Instructions to follow » Every line of the data below should be printed exactly. Nothing may be dropped.

START Records for this task

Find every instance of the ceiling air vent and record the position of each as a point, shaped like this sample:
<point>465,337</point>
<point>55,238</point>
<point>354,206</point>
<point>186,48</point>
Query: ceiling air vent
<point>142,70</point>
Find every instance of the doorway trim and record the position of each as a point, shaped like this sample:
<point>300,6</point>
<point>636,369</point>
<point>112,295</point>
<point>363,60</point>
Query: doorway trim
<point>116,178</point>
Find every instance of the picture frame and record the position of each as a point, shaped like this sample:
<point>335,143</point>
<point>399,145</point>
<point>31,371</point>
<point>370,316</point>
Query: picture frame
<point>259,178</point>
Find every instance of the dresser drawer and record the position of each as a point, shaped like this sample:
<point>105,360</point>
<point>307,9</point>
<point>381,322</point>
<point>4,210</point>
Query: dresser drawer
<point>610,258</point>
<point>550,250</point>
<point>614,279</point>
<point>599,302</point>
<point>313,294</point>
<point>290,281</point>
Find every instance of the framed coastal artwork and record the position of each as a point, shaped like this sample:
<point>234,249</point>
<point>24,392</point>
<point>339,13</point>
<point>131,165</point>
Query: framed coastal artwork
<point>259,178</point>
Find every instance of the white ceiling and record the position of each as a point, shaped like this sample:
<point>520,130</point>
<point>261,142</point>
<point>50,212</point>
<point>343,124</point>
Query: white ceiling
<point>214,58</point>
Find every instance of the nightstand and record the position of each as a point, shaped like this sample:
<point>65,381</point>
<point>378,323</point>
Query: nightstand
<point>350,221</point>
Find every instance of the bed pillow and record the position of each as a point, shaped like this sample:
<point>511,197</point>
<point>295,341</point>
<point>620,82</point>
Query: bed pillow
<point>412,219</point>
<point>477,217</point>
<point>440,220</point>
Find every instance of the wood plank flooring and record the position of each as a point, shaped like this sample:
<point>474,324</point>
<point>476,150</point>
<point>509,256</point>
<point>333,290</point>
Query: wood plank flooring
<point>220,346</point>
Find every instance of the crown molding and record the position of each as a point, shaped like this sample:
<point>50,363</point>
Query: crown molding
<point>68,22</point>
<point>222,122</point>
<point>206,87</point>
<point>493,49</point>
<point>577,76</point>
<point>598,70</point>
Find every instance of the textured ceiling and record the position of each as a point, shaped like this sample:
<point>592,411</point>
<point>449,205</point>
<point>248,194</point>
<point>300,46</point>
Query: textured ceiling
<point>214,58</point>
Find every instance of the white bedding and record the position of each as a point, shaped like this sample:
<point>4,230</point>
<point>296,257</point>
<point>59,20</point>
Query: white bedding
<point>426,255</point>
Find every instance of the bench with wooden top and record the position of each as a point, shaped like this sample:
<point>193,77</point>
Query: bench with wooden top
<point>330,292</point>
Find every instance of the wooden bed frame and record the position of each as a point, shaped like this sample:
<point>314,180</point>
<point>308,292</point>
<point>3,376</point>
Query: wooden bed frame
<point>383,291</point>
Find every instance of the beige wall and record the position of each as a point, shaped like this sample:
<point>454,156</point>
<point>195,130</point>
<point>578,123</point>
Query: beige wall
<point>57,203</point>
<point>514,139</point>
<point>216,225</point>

END Records for this task

Result for this exercise »
Find every instance of the ceiling air vent and record the position of each as a point, shaped like this sample:
<point>465,337</point>
<point>55,238</point>
<point>354,206</point>
<point>186,48</point>
Query: ceiling air vent
<point>142,70</point>
Find every instance of the doorway trim and record the position of each as a point, shaped like this sample:
<point>300,6</point>
<point>636,369</point>
<point>112,295</point>
<point>363,60</point>
Query: doorway trim
<point>116,178</point>
Find every instance of the picture frame and record the position of each as a point, shaped like this sample:
<point>335,143</point>
<point>399,145</point>
<point>31,371</point>
<point>370,316</point>
Query: picture frame
<point>259,178</point>
Find every instance of the dresser drawer and record the position of each as a point, shaped like this sample:
<point>105,360</point>
<point>307,9</point>
<point>381,322</point>
<point>4,210</point>
Query: dresser drawer
<point>610,258</point>
<point>550,250</point>
<point>614,279</point>
<point>599,302</point>
<point>313,294</point>
<point>290,281</point>
Find every instance of the framed coastal artwork and record the position of each as a point, shaped like this sample:
<point>234,249</point>
<point>24,392</point>
<point>339,13</point>
<point>131,165</point>
Query: framed coastal artwork
<point>259,178</point>
Find every instance of the white ceiling and record the position of each as a point, shaped like this sample:
<point>520,130</point>
<point>261,142</point>
<point>50,212</point>
<point>343,124</point>
Query: white ceiling
<point>214,58</point>
Find every instance of the nightstand and record the position of each as a point, shaped like this sample:
<point>65,381</point>
<point>378,323</point>
Query: nightstand
<point>350,221</point>
Find every instance of the bed pillow and record the position of each as a point, shaped like this sample:
<point>511,197</point>
<point>295,341</point>
<point>620,82</point>
Query: bed pillow
<point>412,219</point>
<point>477,217</point>
<point>440,220</point>
Find every instance of the wood plank flooring and record the position of each as a point, shaped like this sample:
<point>474,324</point>
<point>476,150</point>
<point>509,256</point>
<point>333,290</point>
Query: wood plank flooring
<point>220,346</point>
Find every instance of the crown molding and record the position of each as a point, shaped like this sample:
<point>50,363</point>
Query: crown molding
<point>68,22</point>
<point>222,122</point>
<point>206,87</point>
<point>493,49</point>
<point>577,76</point>
<point>598,70</point>
Find every instance of the textured ceiling and record the position of each as a point, shaped like this sample:
<point>592,411</point>
<point>449,205</point>
<point>248,194</point>
<point>300,46</point>
Query: textured ceiling
<point>214,58</point>
Find every instance of the white bedding and record the position of each as a point, shaped like this sample:
<point>4,230</point>
<point>296,257</point>
<point>59,20</point>
Query: white bedding
<point>426,255</point>
Find every instance of the bench with wooden top and record the position of each as a point, shaped like this sample:
<point>193,77</point>
Query: bench with wooden top
<point>330,292</point>
Find every instance of the wooden bed frame and record the position of each as a point, shaped like this sample:
<point>314,180</point>
<point>308,292</point>
<point>3,376</point>
Query: wooden bed frame
<point>383,291</point>
Find every instance of the beige wall and record the position of each as a point, shaped like this sample:
<point>454,156</point>
<point>195,130</point>
<point>578,123</point>
Query: beige wall
<point>57,203</point>
<point>514,139</point>
<point>216,225</point>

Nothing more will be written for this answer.